— Start of Provided data —
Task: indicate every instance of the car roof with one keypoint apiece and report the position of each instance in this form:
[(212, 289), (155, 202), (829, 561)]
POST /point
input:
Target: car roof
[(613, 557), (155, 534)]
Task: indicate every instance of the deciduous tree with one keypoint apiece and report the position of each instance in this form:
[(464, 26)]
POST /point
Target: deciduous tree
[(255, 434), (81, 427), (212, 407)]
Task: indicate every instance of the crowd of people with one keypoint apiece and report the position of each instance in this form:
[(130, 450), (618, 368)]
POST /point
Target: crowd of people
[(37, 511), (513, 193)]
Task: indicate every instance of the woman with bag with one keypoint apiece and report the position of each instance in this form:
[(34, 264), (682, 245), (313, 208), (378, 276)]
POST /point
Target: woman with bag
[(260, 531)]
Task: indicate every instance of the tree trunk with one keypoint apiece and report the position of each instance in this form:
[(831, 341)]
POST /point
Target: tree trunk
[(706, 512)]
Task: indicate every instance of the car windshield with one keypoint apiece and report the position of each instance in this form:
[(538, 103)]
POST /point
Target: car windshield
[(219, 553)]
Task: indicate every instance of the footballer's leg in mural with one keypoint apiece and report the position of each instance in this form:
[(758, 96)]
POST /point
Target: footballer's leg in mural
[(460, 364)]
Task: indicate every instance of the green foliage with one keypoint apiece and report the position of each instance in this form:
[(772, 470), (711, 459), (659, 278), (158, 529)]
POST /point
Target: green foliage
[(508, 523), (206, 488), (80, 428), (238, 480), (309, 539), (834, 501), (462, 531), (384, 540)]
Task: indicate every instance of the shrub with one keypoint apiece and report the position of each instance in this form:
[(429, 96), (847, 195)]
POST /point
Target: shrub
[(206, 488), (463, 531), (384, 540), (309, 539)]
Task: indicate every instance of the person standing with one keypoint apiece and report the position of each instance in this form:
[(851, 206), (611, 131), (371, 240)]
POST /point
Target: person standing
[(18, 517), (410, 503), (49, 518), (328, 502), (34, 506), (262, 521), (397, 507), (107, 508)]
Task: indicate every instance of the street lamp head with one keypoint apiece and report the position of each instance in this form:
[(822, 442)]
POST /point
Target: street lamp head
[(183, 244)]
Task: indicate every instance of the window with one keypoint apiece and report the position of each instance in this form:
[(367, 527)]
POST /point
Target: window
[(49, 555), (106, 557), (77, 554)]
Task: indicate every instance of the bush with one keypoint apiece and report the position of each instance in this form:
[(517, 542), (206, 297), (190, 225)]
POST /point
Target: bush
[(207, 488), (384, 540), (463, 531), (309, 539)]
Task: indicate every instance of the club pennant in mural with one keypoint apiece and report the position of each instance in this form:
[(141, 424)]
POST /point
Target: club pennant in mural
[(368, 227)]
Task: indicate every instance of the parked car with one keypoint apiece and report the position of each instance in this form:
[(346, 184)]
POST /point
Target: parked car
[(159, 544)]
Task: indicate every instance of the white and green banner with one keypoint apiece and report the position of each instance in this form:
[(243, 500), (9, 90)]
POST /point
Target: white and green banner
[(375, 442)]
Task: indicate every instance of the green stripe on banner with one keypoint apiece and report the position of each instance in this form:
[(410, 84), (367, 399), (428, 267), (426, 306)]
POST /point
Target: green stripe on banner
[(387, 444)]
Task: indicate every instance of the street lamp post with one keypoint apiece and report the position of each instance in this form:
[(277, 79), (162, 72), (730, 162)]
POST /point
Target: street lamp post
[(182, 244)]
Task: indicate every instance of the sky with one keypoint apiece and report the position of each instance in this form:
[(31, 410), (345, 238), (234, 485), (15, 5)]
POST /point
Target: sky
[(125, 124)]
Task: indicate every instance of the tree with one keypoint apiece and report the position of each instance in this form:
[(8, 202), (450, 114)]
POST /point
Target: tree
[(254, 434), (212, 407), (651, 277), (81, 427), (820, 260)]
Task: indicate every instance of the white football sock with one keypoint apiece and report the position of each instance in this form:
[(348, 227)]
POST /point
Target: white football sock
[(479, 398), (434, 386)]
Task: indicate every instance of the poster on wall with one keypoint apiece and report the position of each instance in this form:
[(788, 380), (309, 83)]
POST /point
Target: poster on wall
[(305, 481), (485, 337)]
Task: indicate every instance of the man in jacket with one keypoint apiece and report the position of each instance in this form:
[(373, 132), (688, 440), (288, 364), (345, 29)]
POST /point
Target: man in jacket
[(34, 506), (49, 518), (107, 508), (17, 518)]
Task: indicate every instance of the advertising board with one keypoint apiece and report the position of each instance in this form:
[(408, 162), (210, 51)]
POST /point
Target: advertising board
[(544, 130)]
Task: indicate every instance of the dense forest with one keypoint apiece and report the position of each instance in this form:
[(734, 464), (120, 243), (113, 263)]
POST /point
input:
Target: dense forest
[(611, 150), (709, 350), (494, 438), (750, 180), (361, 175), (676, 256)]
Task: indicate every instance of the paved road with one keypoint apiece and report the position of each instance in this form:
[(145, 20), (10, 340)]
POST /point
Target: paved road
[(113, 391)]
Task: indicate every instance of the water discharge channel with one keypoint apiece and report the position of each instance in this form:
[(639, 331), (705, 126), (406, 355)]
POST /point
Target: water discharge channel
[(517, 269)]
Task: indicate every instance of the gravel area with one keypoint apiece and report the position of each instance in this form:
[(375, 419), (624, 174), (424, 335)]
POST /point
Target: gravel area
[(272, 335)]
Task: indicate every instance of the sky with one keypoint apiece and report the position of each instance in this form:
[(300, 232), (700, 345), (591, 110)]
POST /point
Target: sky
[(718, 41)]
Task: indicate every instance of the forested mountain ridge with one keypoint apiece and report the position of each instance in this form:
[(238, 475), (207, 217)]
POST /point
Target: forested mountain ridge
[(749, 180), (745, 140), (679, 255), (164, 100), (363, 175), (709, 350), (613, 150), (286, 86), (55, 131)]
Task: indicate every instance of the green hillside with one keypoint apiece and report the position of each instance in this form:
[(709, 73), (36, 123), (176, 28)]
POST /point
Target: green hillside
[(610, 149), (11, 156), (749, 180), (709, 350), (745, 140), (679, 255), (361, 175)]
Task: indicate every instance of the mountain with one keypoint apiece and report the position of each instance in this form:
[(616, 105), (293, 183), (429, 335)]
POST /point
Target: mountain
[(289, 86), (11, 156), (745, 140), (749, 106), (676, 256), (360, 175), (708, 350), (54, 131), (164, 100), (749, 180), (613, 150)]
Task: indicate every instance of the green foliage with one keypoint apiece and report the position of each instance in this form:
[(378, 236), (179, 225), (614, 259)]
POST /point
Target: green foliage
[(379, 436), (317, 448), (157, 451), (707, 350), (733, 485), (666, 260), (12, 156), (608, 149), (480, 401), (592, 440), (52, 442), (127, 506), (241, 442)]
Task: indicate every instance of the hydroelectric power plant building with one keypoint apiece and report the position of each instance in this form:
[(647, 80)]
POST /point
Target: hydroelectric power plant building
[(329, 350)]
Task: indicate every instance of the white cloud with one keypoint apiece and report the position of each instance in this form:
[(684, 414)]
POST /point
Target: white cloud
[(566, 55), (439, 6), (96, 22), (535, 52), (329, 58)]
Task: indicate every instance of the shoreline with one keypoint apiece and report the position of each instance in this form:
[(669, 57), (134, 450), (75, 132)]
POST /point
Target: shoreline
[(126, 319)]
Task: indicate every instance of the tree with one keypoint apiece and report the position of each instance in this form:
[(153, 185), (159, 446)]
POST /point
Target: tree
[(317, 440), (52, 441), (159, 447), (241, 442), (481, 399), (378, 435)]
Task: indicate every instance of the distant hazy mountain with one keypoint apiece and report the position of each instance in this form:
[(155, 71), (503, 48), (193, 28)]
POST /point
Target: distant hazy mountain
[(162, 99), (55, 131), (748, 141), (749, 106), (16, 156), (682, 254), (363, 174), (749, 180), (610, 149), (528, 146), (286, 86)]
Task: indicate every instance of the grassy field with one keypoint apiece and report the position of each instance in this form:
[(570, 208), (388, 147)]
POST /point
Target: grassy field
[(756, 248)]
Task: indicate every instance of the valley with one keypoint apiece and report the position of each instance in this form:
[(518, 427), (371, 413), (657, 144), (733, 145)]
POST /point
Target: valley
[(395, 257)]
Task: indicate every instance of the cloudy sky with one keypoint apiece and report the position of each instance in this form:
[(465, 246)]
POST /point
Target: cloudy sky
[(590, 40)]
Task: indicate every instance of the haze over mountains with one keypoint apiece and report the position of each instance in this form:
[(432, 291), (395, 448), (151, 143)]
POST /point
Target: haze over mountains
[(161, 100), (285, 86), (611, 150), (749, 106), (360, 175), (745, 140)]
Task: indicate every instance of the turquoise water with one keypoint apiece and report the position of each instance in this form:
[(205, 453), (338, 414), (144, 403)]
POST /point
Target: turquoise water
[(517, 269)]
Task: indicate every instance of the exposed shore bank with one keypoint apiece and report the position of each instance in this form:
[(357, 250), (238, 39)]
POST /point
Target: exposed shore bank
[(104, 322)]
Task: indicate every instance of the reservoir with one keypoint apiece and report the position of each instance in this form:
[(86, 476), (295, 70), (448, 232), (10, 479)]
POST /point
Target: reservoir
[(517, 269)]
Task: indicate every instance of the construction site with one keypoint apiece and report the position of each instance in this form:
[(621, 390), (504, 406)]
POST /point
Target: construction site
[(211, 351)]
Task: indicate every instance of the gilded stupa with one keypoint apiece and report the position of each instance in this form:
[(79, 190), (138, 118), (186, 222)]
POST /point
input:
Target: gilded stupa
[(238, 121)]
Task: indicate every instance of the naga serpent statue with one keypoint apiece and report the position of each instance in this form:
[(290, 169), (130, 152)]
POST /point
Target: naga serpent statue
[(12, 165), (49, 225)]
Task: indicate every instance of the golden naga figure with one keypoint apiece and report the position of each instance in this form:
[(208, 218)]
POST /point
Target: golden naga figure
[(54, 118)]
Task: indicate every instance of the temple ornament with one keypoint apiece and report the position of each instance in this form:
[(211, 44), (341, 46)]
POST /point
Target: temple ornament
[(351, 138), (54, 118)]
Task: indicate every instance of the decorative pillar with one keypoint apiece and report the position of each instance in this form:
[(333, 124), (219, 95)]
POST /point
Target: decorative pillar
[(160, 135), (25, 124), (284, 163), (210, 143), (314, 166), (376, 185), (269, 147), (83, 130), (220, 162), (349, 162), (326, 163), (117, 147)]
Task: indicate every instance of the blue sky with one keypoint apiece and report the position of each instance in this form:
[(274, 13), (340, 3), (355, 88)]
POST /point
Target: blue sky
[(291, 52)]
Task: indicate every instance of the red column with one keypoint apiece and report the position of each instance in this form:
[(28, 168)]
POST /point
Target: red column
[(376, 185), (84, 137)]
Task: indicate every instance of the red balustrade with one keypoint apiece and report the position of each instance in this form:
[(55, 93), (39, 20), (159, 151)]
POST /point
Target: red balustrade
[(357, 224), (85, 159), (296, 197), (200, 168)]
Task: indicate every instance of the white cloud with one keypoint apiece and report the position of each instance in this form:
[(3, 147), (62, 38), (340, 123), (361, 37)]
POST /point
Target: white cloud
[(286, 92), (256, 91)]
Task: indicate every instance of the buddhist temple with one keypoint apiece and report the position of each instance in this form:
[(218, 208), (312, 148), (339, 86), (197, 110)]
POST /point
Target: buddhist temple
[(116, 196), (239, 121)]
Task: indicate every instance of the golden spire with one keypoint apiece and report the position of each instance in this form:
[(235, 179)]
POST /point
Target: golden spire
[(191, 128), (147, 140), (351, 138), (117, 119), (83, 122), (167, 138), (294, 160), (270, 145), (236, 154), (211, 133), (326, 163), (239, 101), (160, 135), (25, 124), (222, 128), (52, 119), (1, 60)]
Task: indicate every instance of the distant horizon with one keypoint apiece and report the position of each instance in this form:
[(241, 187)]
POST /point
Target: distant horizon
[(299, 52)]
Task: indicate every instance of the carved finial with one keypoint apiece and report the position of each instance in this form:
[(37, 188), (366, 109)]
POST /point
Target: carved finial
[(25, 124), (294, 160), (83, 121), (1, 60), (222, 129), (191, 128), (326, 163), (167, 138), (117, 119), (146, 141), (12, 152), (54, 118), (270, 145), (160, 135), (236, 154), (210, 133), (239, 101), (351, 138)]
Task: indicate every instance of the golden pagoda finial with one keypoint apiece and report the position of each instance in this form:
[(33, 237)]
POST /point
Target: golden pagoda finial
— End of Provided data —
[Work to do]
Quote verbatim the line containing "Task: indicate every instance of the golden spire" and every line after it through the end of the records above.

[The output]
Task: indicate every instance of the golden spire with one keypoint apiece and report the position of each instance in this form:
[(235, 179)]
POST /point
Target: golden spire
[(191, 128), (147, 140), (351, 138), (117, 119), (83, 122), (167, 138), (294, 160), (270, 145), (236, 154), (211, 133), (326, 163), (239, 101), (160, 135), (25, 124), (222, 128), (52, 119), (1, 60)]
Task: indicate every instance of the distant horizon with one keypoint apiece and report the position of each instance in this form:
[(241, 187)]
POST /point
Target: distant horizon
[(299, 52)]
Task: indicate every instance of the carved finial with one keypoint apiece and report the position of each instance in this form:
[(37, 188), (366, 109)]
POST /point
Target: carved finial
[(25, 124), (294, 160), (83, 121), (1, 60), (222, 129), (191, 128), (326, 163), (167, 138), (117, 119), (146, 141), (12, 152), (54, 118), (270, 145), (160, 135), (236, 154), (210, 133), (239, 101), (351, 138)]
Task: indicate every instance of the golden pagoda finial with one keypoint apiece and report the position of each instance in this form:
[(33, 237)]
POST /point
Target: golden pagoda finial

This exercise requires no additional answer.